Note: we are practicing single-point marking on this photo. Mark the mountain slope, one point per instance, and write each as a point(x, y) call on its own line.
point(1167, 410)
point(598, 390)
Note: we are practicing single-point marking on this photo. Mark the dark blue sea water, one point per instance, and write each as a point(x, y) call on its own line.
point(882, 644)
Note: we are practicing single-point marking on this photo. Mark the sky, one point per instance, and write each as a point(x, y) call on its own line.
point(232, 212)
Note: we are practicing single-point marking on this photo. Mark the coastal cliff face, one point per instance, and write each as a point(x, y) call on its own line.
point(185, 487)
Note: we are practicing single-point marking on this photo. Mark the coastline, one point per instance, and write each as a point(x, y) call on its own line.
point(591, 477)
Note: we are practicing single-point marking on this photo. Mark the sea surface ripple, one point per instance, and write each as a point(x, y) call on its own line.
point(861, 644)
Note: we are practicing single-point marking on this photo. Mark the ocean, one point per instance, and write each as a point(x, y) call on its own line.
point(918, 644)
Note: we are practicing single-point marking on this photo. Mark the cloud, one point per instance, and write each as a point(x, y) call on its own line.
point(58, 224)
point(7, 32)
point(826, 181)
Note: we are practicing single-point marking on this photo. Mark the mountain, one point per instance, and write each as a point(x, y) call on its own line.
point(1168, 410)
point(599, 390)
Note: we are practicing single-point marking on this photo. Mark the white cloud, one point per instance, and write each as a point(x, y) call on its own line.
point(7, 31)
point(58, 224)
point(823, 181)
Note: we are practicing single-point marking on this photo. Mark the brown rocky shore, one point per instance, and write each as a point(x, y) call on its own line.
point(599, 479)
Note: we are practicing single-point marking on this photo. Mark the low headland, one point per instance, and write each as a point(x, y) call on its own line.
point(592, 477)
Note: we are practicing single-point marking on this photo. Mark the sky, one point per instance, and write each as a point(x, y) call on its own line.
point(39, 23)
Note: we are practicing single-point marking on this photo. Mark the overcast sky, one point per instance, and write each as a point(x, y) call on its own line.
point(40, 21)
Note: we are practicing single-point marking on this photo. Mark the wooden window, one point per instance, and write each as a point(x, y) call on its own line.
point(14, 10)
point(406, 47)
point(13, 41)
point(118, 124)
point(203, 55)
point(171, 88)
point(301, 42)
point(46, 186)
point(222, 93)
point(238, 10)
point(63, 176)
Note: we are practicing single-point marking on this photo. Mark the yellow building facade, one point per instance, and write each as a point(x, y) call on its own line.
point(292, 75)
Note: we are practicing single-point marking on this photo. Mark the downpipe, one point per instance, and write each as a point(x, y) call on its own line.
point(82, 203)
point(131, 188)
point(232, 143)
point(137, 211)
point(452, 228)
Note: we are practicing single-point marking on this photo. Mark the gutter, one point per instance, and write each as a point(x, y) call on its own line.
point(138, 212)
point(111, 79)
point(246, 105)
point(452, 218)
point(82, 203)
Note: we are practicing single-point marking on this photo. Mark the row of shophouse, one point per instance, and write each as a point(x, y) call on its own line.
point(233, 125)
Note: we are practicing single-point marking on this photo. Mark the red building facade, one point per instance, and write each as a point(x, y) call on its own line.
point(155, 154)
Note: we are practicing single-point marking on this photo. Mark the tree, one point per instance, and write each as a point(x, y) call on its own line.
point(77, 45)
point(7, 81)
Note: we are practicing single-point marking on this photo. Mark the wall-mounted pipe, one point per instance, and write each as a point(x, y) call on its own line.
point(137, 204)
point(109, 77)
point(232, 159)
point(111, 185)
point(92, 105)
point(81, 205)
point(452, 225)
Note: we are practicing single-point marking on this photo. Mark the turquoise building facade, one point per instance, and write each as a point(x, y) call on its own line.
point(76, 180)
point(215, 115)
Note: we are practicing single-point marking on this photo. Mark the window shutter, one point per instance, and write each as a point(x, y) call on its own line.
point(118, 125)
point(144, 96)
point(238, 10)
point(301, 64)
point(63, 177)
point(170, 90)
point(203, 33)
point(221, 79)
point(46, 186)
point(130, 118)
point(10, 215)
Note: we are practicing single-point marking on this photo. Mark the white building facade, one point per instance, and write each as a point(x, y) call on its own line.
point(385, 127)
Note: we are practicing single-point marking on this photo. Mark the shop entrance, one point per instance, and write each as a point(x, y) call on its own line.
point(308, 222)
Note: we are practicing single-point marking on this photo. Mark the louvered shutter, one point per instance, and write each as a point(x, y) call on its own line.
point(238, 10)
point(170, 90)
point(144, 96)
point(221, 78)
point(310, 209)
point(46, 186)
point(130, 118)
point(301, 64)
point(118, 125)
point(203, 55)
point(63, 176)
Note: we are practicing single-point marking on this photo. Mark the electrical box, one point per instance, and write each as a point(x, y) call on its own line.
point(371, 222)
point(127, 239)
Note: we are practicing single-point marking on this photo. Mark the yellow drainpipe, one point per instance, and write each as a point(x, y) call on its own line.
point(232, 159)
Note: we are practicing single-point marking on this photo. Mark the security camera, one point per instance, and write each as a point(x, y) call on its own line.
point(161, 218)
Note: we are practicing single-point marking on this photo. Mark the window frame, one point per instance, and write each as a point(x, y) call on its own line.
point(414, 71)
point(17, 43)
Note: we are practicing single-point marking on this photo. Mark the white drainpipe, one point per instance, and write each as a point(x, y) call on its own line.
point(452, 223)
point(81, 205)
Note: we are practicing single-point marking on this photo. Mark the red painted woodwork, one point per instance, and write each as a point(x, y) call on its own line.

YOUR OBJECTIVE:
Please reproduce the records above in their entirety, exactly as given.

THE ANSWER:
Note: we are practicing single-point marking on this photo. Mark the mountain slope, one point per instance, and write each as a point(x, y) call on its own line.
point(1167, 410)
point(598, 390)
Note: we are practicing single-point marking on this photo. Mark the dark blue sea water, one point per instance, and write each as a point(x, y) call on its own line.
point(882, 644)
Note: we are practicing single-point marking on this photo. Mark the sky, one point per instance, and write each as a point(x, y) call on its own line.
point(232, 212)
Note: we are practicing single-point marking on this photo. Mark the coastal cliff face, one point per instance, and write each as a point(x, y) call on its own line.
point(185, 487)
Note: we are practicing single-point marking on this photo. Mark the coastline, one point per instance, and write each as a point(x, y) call on its own line.
point(591, 477)
Note: we are practicing single-point marking on this photo. Mark the sea surface ripple, one point per instance, and write each as a point(x, y) call on its own line.
point(861, 644)
Note: we are practicing single-point marking on this photo. Mark the ocean, one point per instance, and write each as a point(x, y) call on its own line.
point(918, 644)
Note: we are practicing single-point marking on this photo. Mark the cloud, one point per instance, and write each as a point(x, y) call on its own line.
point(58, 224)
point(7, 32)
point(826, 181)
Note: we are practicing single-point marking on this photo. Mark the mountain, one point per instance, and write each as a point(x, y) call on its own line.
point(1168, 410)
point(599, 390)
Note: we are practicing single-point marking on this photo. Mark the white cloud, one point per instance, and write each as a point(x, y) call on its own line.
point(7, 31)
point(58, 224)
point(823, 181)
Note: we are practicing single-point marking on this photo. Mark the brown rocky shore, one point per instance, and write each as a point(x, y) call on its own line.
point(599, 479)
Note: we are practicing single-point marking on this photo. Mark the low headland, one point per instance, and write each as a point(x, y) call on its own line.
point(592, 477)
Note: we are practicing single-point marking on this photo. Mark the sky, one point per instance, and write each as a point(x, y) call on its own line.
point(39, 23)
Note: we are practicing single-point marking on this photo. Mark the overcast sky, one point per instance, and write each as a point(x, y) call on its own line.
point(40, 21)
Note: we are practicing single-point marking on this photo. Mark the wooden window, one point per instance, and write each as a point(x, y) call on its own line.
point(14, 10)
point(406, 47)
point(13, 41)
point(118, 124)
point(203, 55)
point(171, 88)
point(301, 42)
point(46, 186)
point(222, 93)
point(238, 10)
point(63, 176)
Note: we are practicing single-point marking on this photo. Mark the yellow building facade, one point per instance, and write each as a point(x, y) call on its own line.
point(292, 75)
Note: we are practicing single-point marking on this photo. Mark the downpipe, one point per instance, and write each as a point(x, y) call on its own line.
point(82, 203)
point(131, 188)
point(232, 143)
point(137, 211)
point(452, 228)
Note: we are practicing single-point marking on this photo. Mark the gutter, one point per instance, and write each as a point(x, y) call on its own line.
point(138, 212)
point(111, 79)
point(246, 105)
point(452, 218)
point(82, 203)
Note: we are practicing single-point marking on this photo. Mark the row of shophouse, one point per instance, and write each as a point(x, y) call on its own line.
point(233, 125)
Note: we are practicing single-point marking on this photo. Mark the red building facade, one point per instance, and write each as a point(x, y) call on its own line.
point(155, 154)
Note: we are practicing single-point marking on this photo. Mark the tree, one point per instance, and write each as a point(x, y) call on its own line.
point(77, 45)
point(7, 81)
Note: we are practicing single-point marking on this photo. Mark the wall-mounted pipe, one point per instance, and write each as a point(x, y) call on its own line.
point(137, 204)
point(109, 77)
point(232, 159)
point(111, 185)
point(92, 105)
point(81, 205)
point(452, 225)
Note: we are practicing single-point marking on this photo. Mark the turquoise building facade, one point per instance, and write each as a point(x, y) call on its own line.
point(76, 180)
point(215, 115)
Note: we are practicing single-point marking on this photo. Mark the window shutter, one point per instance, and write each as a point(x, y) call on its own line.
point(118, 125)
point(144, 96)
point(238, 10)
point(301, 64)
point(63, 177)
point(170, 90)
point(203, 33)
point(221, 79)
point(46, 186)
point(130, 118)
point(10, 215)
Note: we are practicing single-point marking on this photo. Mark the white building facade, one point per instance, and write each as a point(x, y) call on its own line.
point(385, 127)
Note: we are practicing single-point marking on this photo. Mark the shop entrance, one point per instance, and write each as a point(x, y) call on its own line.
point(308, 222)
Note: we are practicing single-point marking on this photo. Mark the louvered shutter, one point per instance, and write each as a point(x, y) call on its own line.
point(238, 10)
point(170, 90)
point(144, 96)
point(221, 78)
point(310, 209)
point(46, 186)
point(130, 118)
point(301, 64)
point(118, 125)
point(203, 55)
point(63, 176)
Note: we are practicing single-point marking on this photo. Mark the electrical box, one point per instance, and write each as a point(x, y) call on its own line.
point(371, 222)
point(127, 239)
Note: we are practicing single-point marking on this photo. Mark the yellow drainpipe, one point per instance, and write each as a point(x, y) call on its own line.
point(232, 159)
Note: we are practicing single-point marking on this photo. Mark the security camera, one point per instance, and write each as a point(x, y) call on its own line.
point(161, 218)
Note: we are practicing single-point marking on this photo. Mark the window frame, one point per instance, and write each as a point(x, y) call on its own line.
point(414, 71)
point(17, 43)
Note: we are practicing single-point marking on this photo. Mark the white drainpipe, one point per instance, and write each as a point(x, y) call on its own line.
point(452, 223)
point(81, 205)
Note: we are practicing single-point marking on this photo. Mark the red painted woodwork, one point per instance, and write each as a point(x, y) call on its own line.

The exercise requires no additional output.